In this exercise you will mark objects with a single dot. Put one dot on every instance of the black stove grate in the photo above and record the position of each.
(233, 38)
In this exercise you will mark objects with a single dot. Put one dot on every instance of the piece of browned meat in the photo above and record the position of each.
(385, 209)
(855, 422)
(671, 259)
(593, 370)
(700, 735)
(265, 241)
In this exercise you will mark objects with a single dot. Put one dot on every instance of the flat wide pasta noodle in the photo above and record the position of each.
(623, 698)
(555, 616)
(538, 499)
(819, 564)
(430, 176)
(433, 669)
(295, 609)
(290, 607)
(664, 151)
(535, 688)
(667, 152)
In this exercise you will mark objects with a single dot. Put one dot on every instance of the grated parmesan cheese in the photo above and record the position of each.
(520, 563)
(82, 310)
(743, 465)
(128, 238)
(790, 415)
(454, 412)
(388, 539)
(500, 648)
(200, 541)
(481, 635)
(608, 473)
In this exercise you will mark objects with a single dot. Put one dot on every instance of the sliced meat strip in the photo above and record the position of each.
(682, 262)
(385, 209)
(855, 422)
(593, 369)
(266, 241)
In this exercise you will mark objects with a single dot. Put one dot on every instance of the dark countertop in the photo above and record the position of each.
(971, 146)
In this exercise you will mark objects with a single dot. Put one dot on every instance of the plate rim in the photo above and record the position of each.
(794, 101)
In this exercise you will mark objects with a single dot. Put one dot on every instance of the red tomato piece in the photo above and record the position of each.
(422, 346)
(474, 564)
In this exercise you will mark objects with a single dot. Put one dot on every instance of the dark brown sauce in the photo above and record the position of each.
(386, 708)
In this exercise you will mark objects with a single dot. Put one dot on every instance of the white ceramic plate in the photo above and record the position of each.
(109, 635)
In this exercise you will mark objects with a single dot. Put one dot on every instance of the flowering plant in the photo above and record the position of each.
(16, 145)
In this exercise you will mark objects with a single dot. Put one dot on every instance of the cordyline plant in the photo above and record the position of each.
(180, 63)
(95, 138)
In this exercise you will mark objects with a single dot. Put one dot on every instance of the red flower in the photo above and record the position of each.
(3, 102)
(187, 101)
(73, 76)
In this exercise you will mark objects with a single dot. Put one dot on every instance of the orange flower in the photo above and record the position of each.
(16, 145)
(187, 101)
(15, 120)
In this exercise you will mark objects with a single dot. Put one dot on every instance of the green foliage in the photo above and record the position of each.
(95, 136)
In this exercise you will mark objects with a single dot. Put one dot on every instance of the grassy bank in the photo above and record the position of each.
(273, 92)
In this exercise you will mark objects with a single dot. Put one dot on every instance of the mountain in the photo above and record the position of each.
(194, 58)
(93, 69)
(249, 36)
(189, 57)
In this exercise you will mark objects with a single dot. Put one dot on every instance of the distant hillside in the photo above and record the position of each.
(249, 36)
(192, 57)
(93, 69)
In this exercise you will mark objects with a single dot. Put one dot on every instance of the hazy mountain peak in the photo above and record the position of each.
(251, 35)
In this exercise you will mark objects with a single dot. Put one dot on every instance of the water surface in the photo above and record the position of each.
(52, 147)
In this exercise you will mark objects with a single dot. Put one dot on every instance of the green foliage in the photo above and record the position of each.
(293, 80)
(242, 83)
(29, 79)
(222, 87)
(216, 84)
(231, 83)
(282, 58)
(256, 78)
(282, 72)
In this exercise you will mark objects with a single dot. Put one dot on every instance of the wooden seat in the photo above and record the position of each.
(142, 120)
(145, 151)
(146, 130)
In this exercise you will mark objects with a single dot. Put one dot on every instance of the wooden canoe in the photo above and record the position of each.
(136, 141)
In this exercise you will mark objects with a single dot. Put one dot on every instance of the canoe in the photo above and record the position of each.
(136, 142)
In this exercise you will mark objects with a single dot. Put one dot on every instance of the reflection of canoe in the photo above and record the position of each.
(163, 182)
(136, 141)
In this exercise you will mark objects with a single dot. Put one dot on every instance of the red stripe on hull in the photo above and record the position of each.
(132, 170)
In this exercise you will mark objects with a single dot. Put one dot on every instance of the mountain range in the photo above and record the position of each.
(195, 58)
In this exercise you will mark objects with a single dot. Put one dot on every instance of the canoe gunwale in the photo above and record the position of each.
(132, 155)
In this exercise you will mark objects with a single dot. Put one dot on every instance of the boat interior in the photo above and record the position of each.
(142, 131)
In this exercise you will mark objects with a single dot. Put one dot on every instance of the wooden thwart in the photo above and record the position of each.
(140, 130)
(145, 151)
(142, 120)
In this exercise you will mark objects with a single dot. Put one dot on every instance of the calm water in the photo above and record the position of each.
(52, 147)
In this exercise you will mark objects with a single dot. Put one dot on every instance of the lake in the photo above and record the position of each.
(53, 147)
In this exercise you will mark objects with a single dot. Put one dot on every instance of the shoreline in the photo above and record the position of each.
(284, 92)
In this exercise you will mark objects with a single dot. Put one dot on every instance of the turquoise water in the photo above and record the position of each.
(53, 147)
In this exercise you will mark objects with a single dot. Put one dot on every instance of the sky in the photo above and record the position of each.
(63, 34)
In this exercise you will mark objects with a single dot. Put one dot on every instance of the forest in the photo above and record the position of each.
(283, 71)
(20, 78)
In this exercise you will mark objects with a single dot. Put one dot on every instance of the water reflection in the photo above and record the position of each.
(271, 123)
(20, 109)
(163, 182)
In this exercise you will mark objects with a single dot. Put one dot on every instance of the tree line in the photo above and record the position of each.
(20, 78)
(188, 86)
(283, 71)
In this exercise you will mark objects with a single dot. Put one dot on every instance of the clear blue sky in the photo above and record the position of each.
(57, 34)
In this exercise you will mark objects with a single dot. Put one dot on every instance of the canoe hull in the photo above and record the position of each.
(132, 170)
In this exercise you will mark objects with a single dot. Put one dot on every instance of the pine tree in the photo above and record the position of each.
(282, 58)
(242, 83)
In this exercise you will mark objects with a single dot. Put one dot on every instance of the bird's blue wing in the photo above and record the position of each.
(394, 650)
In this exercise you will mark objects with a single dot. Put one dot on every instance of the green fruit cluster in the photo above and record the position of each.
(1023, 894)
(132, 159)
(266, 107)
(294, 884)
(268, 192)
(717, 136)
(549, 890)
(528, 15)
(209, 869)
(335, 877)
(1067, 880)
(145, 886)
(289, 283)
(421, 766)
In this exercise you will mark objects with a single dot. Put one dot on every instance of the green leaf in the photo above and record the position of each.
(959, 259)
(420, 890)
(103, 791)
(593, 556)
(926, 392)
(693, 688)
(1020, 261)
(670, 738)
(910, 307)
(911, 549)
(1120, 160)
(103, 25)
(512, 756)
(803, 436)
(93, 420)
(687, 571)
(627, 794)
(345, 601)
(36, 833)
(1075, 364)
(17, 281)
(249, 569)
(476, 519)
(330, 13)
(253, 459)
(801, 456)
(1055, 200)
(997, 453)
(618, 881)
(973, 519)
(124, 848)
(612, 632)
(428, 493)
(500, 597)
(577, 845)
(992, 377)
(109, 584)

★ ★ ★ ★

### SET EXERCISE
Using the material above, print every entry exactly as written.

### THE REPLY
In this exercise you will mark objects with a single dot. Put one dot on every instance of the black stove grate in the photo above and record the position of each.
(233, 38)
In this exercise you will mark objects with a single dot. Put one dot on every instance of the piece of browned meat in the photo above and record the position of each.
(385, 209)
(855, 422)
(671, 259)
(593, 370)
(700, 735)
(265, 241)
In this exercise you will mark objects with a single dot. Put one dot on every instance of the flat wide pasta noodle in the photo above and record the position of each.
(623, 698)
(555, 616)
(538, 499)
(819, 564)
(430, 176)
(433, 669)
(295, 609)
(290, 607)
(664, 151)
(535, 688)
(667, 152)
In this exercise you will mark objects with a single dot. Put one dot on every instance of the grated parmesan cheese in the photo above and record the position of each.
(520, 563)
(82, 310)
(743, 465)
(128, 238)
(790, 415)
(454, 412)
(388, 539)
(500, 648)
(200, 541)
(481, 635)
(608, 473)
In this exercise you will mark objects with a single dot. Put one dot on every instance of the sliced meat strip in the photo above and record the position of each.
(682, 262)
(385, 209)
(855, 422)
(593, 369)
(266, 241)
In this exercise you will mark objects with a single dot. Put one dot on every instance of the dark countertop in the photo above and record the position of each.
(971, 146)
In this exercise you will mark objects with a single dot. Put one dot on every instance of the plate rim in the photo above and record the position of each.
(794, 101)
In this exercise you will mark objects with a single dot. Put one dot on every instance of the red tomato piece in the photo above and record the position of each.
(422, 346)
(474, 564)
In this exercise you will mark objects with a single dot. Put one dot on every instance of the dark brown sauce in the photo above and record the position of each.
(386, 708)
In this exercise you will mark objects with a single dot. Put one dot on every instance of the white ceramic plate in the photo above and record the position of each.
(109, 635)
In this exercise you will mark objects with a single dot. Put one dot on every instance of the flowering plant in the photo above and record the position of each.
(16, 145)
In this exercise you will mark objects with a single dot. Put one dot on every instance of the cordyline plant in the photo above and record the position of each.
(180, 63)
(95, 138)
In this exercise you will mark objects with a single dot. Put one dot on every instance of the red flower in the photo above and record the position of each.
(3, 102)
(187, 101)
(73, 76)
In this exercise you will mark objects with a single dot. Put one dot on every instance of the orange flower in the photo above and record the position of each.
(16, 145)
(187, 101)
(15, 120)
In this exercise you will mark objects with a single dot. Put one dot on every instance of the green foliage in the photo above and record the position of each.
(95, 136)
In this exercise you will mark objects with a single dot. Put one dot on every instance of the grassy bank in the photo above and record the position of each.
(273, 92)
In this exercise you will mark objects with a single dot. Put one dot on every instance of the mountain in the photo above and record the position of each.
(194, 58)
(93, 69)
(249, 36)
(189, 57)
In this exercise you will mark objects with a single dot. Put one dot on every instance of the distant hillside in the photo above and record the position of each.
(249, 36)
(192, 57)
(93, 69)
In this exercise you will mark objects with a single dot. Put one dot on every instance of the hazy mountain peak in the photo above and record the position of each.
(251, 35)
In this exercise you will mark objects with a single dot. Put one dot on every instance of the water surface in the photo above and record the position of each.
(52, 147)
In this exercise you will mark objects with a single dot. Put one dot on every instance of the green foliage in the photo above and record the position of each.
(293, 80)
(242, 83)
(29, 79)
(222, 87)
(216, 84)
(231, 83)
(282, 58)
(256, 78)
(282, 72)
In this exercise you will mark objects with a single dot. Put one dot on every instance of the wooden seat in the photo above and record the position of each.
(142, 120)
(145, 151)
(146, 130)
In this exercise you will mark objects with a single dot. Put one dot on every instance of the wooden canoe in the photo above and record the position of each.
(136, 141)
In this exercise you will mark objects with a single dot. Put one dot on every instance of the canoe in the photo above and record the position of each.
(136, 142)
In this exercise you will mark objects with a single dot. Put one dot on every instance of the reflection of canoe in the photo above and record the position of each.
(163, 182)
(136, 141)
In this exercise you will mark objects with a single dot. Put one dot on every instance of the red stripe on hull in the photo above and record the position of each.
(132, 170)
In this exercise you will mark objects with a single dot. Put one dot on every instance of the mountain range in the photo above and record the position of each.
(195, 58)
In this exercise you will mark objects with a single dot. Put one dot on every instance of the canoe gunwale in the photo above and record the position of each.
(132, 155)
In this exercise you will mark objects with a single dot. Put one dot on every instance of the boat interior in the photo above and record the position of each.
(142, 131)
In this exercise you will mark objects with a single dot. Put one dot on every instance of the wooden thwart in the photo above and record the position of each.
(140, 130)
(145, 151)
(142, 120)
In this exercise you will mark objects with a single dot. Put one dot on every instance of the calm water in the photo above and record the position of each.
(52, 147)
In this exercise you will mark objects with a single dot. Put one dot on every instance of the lake in the photo above and record the position of each.
(53, 147)
In this exercise you will mark objects with a single dot. Put one dot on every instance of the shoreline in the photo above and record the position of each.
(284, 92)
In this exercise you will mark objects with a single dot. Put one dot on every instance of the turquoise water in the photo above and record the position of each.
(53, 147)
In this exercise you will mark objects with a single dot. Put one dot on every instance of the sky in the photo above and record the position of each.
(63, 34)
In this exercise you will mark objects with a single dot. Put one dot on every instance of the forest in the photo above and record the position of each.
(283, 71)
(20, 78)
In this exercise you will mark objects with a single dot. Put one dot on every instance of the water reflection in the photo above and record the position of each.
(271, 123)
(20, 109)
(163, 182)
In this exercise you will mark objects with a single dot. Put one dot on every instance of the tree line in the photo above and record the position of each.
(20, 78)
(188, 86)
(283, 71)
In this exercise you will mark objects with a single dot. Put one dot on every instance of the clear blue sky in the photo above and record the position of each.
(57, 34)
In this exercise you will mark objects with a single dot. Put one dot on every instance of the canoe hull in the photo above and record the position of each.
(132, 170)
In this exercise you will mark objects with a single dot. Put one dot on every instance of the pine tree in the photo above and record the position of each.
(282, 58)
(242, 83)
In this exercise you will mark objects with a single dot. Put one dot on every instance of the bird's blue wing in the photo above and record the position of each.
(394, 650)
In this exercise you will mark objects with a single dot. Put one dot on every instance of the green fruit cluster in the photo above and record the position of each.
(1023, 894)
(132, 159)
(266, 107)
(294, 884)
(268, 192)
(717, 136)
(549, 890)
(528, 15)
(209, 869)
(335, 877)
(1067, 880)
(145, 886)
(289, 283)
(421, 766)
In this exercise you will mark objects with a single dot. Put one dot on every instance of the green leaf in the photo above and record the position of each.
(959, 259)
(420, 890)
(103, 791)
(593, 556)
(926, 392)
(693, 688)
(1020, 261)
(670, 738)
(910, 307)
(911, 549)
(1120, 160)
(103, 25)
(512, 756)
(803, 436)
(93, 420)
(687, 571)
(627, 794)
(345, 601)
(36, 833)
(1075, 364)
(17, 281)
(249, 569)
(476, 519)
(330, 13)
(253, 459)
(801, 456)
(1055, 200)
(997, 453)
(618, 881)
(973, 519)
(124, 848)
(612, 632)
(428, 493)
(500, 597)
(577, 845)
(992, 377)
(109, 584)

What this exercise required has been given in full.